• Цель задания A: Перечислите из отрывка о герое Эллисона все слова, которыми цитата после «Кто бы мог подумать:» описывает отношение невидимки к свету.
• Цель задания B: Продолжите отрывок о герое Эллисона, начав сразу после его последнего предложения.

• Исходный фрагмент:
▽

Герой Эллисона живет в подвале дома (в который он проникает через одному ему ведомый лаз), где разрешено проживать только белым, и ведет невидимую войну с электрокомпанией. Каждый дюйм потолка он покрывает 1369 лампами («...никаких люминесцентных ламп, только старые и очень энергоемкие лампочки накаливания»), которые одновременно воруют электричество и освещают его самого невыносимо ярким светом, компенсируя его невидимость этой странной комбинацией слепящего светового потока и грабежа: «Кто бы мог подумать: невидимка, которому нужен свет, который обожает свет, стремится к свету. Может, это именно потому, что я невидим. Свет подтверждает мою реальность, придает мне форму. <...> Без света я не просто невидим, но и не имею формы, а стать бесформенным месивом — это и значит заживо умереть» [4].

△

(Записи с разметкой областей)
▽

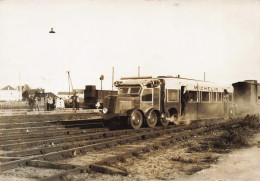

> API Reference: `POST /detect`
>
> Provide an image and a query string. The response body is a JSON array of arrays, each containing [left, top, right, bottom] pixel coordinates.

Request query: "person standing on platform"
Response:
[[75, 94, 79, 110], [28, 96, 34, 111], [181, 86, 190, 118]]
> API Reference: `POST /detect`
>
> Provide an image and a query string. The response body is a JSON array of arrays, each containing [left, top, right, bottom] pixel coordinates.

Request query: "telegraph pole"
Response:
[[99, 75, 104, 90]]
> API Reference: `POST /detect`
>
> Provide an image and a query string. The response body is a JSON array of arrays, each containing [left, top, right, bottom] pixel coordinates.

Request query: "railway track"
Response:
[[0, 113, 250, 180]]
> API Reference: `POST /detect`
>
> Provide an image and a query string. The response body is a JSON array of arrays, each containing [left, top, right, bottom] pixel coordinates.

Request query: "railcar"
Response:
[[100, 76, 235, 129]]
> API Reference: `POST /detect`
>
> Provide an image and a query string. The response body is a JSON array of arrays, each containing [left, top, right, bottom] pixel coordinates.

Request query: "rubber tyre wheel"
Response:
[[128, 110, 143, 129], [146, 111, 158, 128]]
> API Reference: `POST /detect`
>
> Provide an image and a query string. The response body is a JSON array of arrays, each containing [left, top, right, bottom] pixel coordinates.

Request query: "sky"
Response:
[[0, 0, 260, 93]]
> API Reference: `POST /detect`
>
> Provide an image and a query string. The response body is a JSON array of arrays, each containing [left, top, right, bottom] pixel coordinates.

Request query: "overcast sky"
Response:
[[0, 0, 260, 92]]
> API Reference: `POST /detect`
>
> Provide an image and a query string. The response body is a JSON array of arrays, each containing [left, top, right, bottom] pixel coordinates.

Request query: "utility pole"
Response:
[[112, 67, 114, 91]]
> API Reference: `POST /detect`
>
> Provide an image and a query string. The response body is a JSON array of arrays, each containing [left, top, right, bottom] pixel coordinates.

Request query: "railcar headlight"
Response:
[[102, 108, 108, 114]]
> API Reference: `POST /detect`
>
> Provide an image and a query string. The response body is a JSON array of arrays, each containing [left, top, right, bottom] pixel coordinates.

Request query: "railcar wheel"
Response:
[[146, 111, 158, 128], [128, 110, 143, 129]]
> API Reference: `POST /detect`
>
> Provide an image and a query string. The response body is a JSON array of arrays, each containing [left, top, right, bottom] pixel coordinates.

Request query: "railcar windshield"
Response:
[[118, 87, 141, 95]]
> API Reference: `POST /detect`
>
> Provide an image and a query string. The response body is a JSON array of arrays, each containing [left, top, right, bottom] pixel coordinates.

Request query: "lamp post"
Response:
[[99, 75, 104, 90]]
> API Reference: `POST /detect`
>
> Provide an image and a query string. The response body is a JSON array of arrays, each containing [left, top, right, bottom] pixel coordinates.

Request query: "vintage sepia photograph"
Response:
[[0, 0, 260, 181]]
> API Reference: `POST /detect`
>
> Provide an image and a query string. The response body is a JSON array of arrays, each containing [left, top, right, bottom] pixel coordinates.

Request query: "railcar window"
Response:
[[201, 92, 210, 102], [130, 87, 140, 94], [118, 87, 129, 94], [189, 91, 198, 102], [168, 89, 179, 101], [217, 92, 222, 102], [229, 93, 233, 102], [142, 89, 153, 102]]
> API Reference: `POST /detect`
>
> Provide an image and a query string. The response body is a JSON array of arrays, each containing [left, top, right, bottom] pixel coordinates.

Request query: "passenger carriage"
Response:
[[101, 76, 235, 129]]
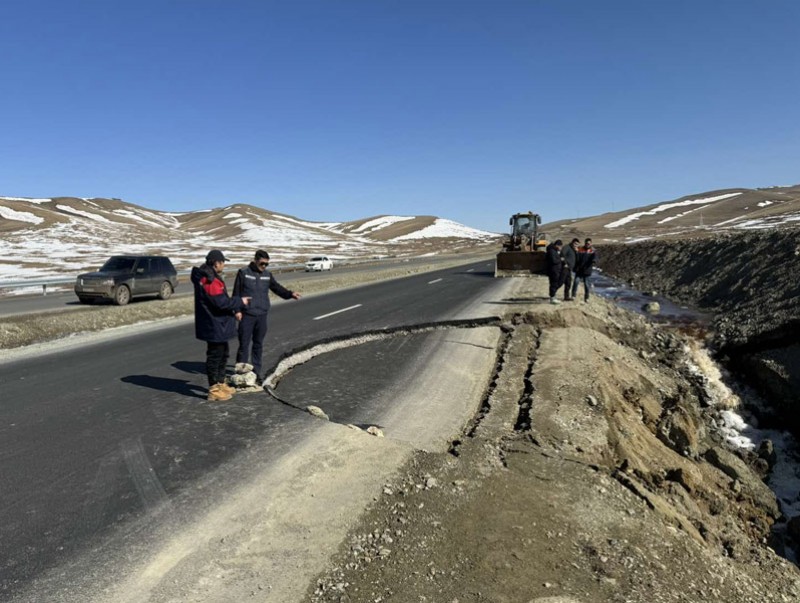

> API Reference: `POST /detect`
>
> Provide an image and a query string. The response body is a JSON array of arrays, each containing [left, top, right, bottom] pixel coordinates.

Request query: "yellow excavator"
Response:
[[494, 212, 547, 277]]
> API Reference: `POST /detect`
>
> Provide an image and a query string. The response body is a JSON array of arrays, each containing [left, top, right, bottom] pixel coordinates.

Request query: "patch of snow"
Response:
[[736, 214, 800, 230], [113, 209, 178, 228], [605, 193, 742, 228], [392, 218, 499, 241], [0, 205, 44, 224], [0, 197, 52, 205], [56, 205, 113, 224], [352, 216, 414, 232]]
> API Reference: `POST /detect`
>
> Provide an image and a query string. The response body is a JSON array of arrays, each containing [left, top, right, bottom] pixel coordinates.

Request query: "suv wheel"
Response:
[[158, 281, 172, 299], [114, 285, 131, 306]]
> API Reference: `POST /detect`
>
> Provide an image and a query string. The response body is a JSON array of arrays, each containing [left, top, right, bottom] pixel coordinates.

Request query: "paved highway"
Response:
[[0, 261, 508, 600], [0, 256, 476, 317]]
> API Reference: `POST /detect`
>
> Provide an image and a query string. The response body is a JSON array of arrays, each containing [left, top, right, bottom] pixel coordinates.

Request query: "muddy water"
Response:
[[592, 274, 713, 338], [596, 274, 800, 564]]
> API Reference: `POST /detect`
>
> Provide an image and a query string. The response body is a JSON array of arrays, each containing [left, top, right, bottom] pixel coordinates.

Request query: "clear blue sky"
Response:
[[0, 0, 800, 231]]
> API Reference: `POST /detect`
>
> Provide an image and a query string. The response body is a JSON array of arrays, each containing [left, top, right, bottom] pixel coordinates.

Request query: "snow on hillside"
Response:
[[0, 197, 498, 288], [0, 206, 44, 224], [352, 216, 414, 232], [605, 193, 742, 228], [392, 218, 498, 241]]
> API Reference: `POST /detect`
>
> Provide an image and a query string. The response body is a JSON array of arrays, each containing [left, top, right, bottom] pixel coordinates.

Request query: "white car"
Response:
[[306, 255, 333, 272]]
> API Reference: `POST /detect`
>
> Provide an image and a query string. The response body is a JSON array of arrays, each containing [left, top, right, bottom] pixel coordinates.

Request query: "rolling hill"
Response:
[[0, 197, 500, 282], [542, 185, 800, 243]]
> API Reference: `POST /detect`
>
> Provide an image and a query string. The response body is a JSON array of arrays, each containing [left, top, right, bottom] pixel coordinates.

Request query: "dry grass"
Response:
[[0, 256, 485, 350]]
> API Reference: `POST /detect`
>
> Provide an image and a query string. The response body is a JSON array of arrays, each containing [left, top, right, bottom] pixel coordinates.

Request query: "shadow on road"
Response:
[[172, 360, 206, 375], [120, 375, 206, 400], [455, 270, 494, 278], [485, 297, 549, 305]]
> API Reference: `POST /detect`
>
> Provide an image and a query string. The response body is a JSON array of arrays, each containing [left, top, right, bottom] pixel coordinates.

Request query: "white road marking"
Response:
[[314, 304, 361, 320]]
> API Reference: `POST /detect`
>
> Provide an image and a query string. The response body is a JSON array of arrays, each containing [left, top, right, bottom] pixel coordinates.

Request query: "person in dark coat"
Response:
[[191, 249, 250, 402], [572, 239, 597, 302], [238, 249, 301, 385], [561, 239, 581, 301], [545, 239, 565, 304]]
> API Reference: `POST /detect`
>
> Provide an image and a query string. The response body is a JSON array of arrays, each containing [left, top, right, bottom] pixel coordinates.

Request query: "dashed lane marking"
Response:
[[314, 304, 361, 320]]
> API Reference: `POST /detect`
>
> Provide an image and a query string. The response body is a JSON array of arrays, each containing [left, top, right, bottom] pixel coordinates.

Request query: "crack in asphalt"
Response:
[[264, 316, 503, 422]]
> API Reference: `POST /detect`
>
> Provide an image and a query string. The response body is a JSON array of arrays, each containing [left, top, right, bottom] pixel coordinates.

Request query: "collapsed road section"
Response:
[[308, 283, 800, 603]]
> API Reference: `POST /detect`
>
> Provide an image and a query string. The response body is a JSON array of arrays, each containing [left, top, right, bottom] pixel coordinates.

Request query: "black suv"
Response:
[[75, 255, 178, 306]]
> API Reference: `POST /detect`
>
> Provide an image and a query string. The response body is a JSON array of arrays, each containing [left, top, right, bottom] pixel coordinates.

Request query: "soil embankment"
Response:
[[600, 230, 800, 435], [309, 279, 800, 603]]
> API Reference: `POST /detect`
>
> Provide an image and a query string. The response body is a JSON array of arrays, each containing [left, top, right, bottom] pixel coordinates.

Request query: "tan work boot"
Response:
[[218, 383, 236, 396], [206, 383, 233, 402]]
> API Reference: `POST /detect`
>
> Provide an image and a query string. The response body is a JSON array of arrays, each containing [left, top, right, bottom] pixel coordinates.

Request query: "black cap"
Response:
[[206, 249, 228, 264]]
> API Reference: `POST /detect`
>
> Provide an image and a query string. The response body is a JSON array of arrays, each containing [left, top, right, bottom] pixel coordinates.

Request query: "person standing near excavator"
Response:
[[191, 249, 250, 402], [238, 249, 300, 385], [561, 239, 581, 301], [572, 238, 597, 302], [545, 239, 566, 305]]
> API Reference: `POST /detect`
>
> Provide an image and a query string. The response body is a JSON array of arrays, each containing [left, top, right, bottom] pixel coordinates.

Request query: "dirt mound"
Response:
[[600, 230, 800, 433], [309, 285, 800, 603]]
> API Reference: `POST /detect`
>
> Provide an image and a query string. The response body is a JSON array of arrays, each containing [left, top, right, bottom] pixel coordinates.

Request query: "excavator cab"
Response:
[[494, 212, 547, 277]]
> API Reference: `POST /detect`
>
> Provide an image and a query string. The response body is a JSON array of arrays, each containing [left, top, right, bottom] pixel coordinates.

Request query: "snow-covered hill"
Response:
[[543, 186, 800, 243], [0, 197, 500, 285]]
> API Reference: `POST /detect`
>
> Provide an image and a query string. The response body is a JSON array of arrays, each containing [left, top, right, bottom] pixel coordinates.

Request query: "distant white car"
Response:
[[306, 255, 333, 272]]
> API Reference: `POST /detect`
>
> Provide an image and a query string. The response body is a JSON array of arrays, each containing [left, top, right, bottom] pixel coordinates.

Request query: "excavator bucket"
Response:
[[494, 250, 546, 277]]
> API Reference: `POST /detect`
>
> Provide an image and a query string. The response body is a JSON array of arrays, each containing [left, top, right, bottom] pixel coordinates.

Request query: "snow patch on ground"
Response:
[[605, 193, 742, 228]]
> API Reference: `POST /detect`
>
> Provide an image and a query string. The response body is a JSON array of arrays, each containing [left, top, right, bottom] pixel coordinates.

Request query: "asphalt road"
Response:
[[0, 261, 498, 600]]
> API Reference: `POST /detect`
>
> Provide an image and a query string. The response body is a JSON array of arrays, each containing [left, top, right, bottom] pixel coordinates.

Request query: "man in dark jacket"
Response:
[[233, 249, 300, 385], [191, 249, 250, 402], [572, 239, 597, 302], [545, 239, 565, 304], [561, 239, 581, 301]]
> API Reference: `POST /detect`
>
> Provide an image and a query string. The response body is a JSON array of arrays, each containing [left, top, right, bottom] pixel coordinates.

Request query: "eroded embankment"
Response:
[[309, 300, 800, 603], [600, 230, 800, 435]]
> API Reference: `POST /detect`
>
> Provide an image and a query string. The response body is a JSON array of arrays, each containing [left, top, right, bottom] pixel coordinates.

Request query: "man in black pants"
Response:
[[238, 249, 300, 385], [545, 239, 566, 304], [191, 249, 250, 402], [561, 239, 580, 301]]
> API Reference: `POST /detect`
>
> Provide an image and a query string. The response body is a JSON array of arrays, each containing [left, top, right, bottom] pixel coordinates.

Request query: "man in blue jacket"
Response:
[[233, 249, 300, 385], [191, 249, 250, 402], [572, 239, 597, 302]]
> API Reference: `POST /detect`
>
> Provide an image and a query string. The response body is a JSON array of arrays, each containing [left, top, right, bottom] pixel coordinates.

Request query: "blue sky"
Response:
[[0, 0, 800, 231]]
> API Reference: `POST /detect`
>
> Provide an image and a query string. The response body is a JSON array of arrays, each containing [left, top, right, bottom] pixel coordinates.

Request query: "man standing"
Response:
[[238, 249, 300, 385], [191, 249, 250, 402], [572, 239, 597, 302], [545, 239, 565, 304], [561, 239, 580, 301]]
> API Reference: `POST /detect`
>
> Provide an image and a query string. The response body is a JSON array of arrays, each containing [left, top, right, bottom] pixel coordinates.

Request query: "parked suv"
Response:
[[306, 255, 333, 272], [75, 255, 178, 306]]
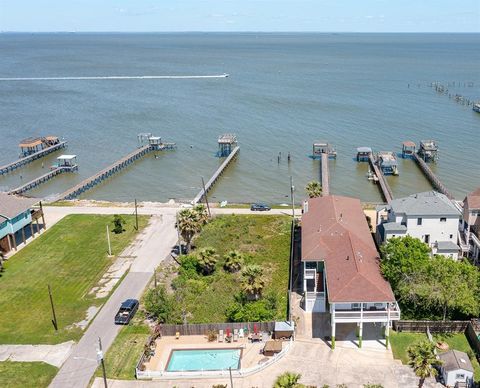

△

• Ответ на задание A:
- нужен свет
- обожает свет
- стремится к свету

• Ответ на задание B:
Этот старый роман хорошо обнаруживает клубок противоречий, вытекающих из того хищения идентичности и видимости, которому были подвергнуты афроамериканцы, и компенсаторный механизм самообнаружения и искусственного конструирования своей идентичности как формы утверждения своего присутствия. Грабежи, которые шокировали Нью-Йорк и о которых столько говорилось вне его пределов, хорошо вписываются в эту стратегию преодоления собственной невидимости в комбинации с присвоением чужого. Погромщики атаковали не людей, но магазины в самых видимых, гламурных частях города, витрины на Пятой авеню и Бродвее в Гринвич-Виллидж. Иными словами, атака шла на витрину благополучия, всеобщего «равенства» потребителей, зависящего только от толщины твоего кошелька. Шикарные магазины города очень быстро скрылись за фанерными щитами, уйдя в ту зону незримого, из которой возникли разрушители городской видимости. Я не оправдываю насилия, связанного с грабежами, но их символическое измерение для меня совершенно очевидно. На какое-то время Нью-Йорк стал невидимым городом из сновидения о сомнамбулах.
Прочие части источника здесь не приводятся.